=== GIVEN RECORDS ===

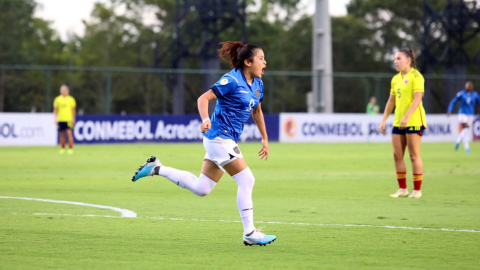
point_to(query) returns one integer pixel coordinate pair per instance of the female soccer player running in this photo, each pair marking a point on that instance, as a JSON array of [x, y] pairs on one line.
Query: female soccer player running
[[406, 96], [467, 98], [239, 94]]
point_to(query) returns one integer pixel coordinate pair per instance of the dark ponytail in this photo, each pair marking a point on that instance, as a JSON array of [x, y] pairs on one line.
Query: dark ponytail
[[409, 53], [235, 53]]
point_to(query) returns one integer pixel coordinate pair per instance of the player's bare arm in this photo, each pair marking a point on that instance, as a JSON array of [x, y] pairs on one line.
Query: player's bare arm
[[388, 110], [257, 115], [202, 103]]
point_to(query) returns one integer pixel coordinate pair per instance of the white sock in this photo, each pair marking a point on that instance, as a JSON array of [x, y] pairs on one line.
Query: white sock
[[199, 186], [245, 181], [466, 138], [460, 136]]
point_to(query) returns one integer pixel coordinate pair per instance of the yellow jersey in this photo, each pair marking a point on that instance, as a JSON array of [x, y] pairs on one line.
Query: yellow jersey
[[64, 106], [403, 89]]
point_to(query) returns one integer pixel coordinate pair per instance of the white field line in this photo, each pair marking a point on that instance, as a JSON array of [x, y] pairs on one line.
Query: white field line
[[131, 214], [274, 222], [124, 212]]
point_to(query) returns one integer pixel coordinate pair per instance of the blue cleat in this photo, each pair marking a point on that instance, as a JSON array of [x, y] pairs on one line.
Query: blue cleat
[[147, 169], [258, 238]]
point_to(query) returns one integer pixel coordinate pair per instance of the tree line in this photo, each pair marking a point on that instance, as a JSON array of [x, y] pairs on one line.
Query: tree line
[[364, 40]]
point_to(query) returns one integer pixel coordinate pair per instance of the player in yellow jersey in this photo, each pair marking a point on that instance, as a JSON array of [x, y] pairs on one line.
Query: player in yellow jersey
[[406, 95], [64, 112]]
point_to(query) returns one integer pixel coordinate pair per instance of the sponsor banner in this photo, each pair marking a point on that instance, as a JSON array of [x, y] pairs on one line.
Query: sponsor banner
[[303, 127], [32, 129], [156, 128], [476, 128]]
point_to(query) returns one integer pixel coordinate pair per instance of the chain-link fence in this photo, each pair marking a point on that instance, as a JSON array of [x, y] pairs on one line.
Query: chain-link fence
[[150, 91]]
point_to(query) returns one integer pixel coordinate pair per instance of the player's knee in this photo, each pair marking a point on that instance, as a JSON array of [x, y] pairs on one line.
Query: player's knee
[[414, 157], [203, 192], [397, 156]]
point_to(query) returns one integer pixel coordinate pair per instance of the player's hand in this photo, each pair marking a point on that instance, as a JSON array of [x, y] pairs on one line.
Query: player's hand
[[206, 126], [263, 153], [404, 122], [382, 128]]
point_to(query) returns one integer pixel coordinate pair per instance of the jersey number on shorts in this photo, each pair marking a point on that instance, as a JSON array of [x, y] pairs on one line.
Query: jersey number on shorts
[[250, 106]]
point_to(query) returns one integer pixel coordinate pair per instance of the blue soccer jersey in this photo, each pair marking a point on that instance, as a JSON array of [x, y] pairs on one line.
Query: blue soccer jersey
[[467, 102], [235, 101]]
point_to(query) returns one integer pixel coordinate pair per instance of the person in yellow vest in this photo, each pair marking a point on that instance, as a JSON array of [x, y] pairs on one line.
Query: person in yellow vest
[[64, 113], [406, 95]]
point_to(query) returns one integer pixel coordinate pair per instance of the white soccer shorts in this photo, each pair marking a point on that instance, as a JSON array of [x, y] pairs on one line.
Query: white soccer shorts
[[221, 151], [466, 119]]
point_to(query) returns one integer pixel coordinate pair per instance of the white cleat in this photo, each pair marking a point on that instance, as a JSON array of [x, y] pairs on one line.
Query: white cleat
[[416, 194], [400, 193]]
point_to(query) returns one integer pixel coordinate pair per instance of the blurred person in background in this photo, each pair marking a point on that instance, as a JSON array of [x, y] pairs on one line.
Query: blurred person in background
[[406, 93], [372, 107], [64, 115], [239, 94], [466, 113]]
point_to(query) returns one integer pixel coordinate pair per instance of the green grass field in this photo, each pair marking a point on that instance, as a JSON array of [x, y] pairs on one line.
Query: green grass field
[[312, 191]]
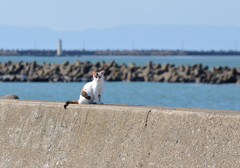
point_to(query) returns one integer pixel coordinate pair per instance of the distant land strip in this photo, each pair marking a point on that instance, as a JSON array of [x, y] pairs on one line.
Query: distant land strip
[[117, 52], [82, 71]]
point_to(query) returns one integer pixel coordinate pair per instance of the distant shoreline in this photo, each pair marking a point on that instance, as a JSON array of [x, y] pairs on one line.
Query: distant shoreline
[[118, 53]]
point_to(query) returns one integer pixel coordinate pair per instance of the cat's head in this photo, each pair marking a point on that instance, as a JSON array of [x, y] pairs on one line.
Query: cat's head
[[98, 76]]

---

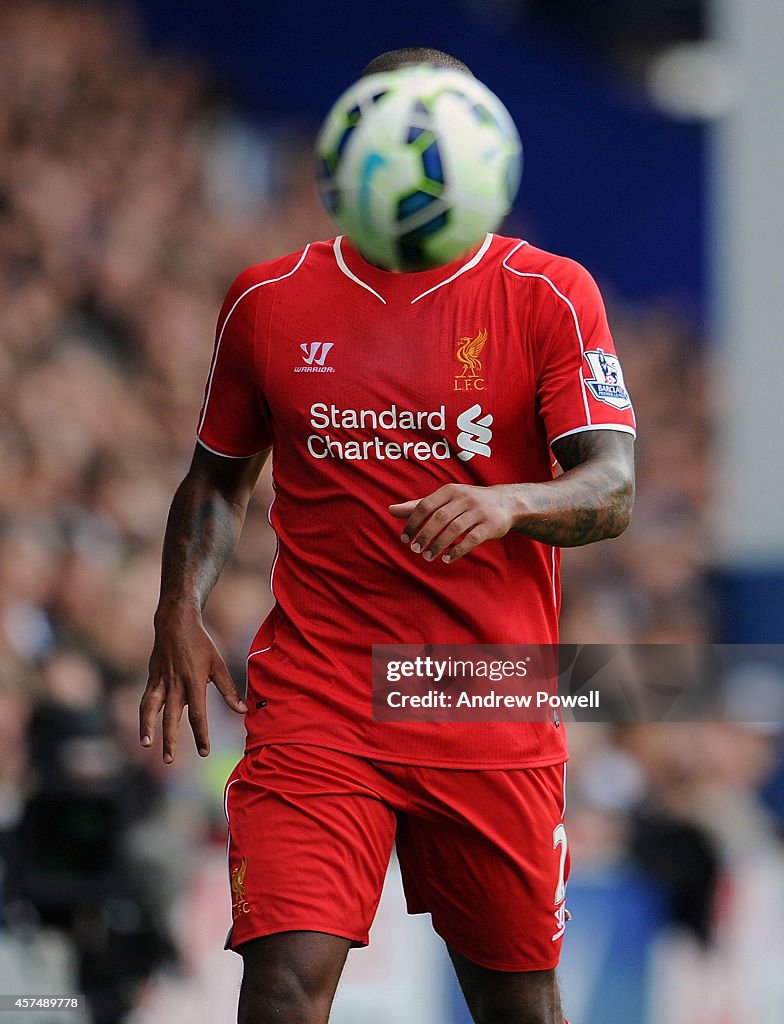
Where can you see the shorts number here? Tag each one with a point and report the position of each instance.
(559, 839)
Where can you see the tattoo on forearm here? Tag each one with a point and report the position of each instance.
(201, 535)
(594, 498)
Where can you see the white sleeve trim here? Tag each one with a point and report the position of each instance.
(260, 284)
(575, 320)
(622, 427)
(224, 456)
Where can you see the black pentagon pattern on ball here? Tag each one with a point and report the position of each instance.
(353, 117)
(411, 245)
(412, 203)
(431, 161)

=== WORK TO BE COMPLETED ===
In the listing above, locate the line containing "Query: distant land strip" and the line containing "the distant shoreline". Transcribe those two lines and everything between them, exactly as written.

=== ANSWER TO THIS PROBLEM ===
Query: distant land strip
[[117, 52], [82, 71]]
point_to(query) returns one integer pixel coordinate pair per instance of the distant shoreline in this photo, each pair marking a point on that instance, as a JSON array of [x, y] pairs on one line.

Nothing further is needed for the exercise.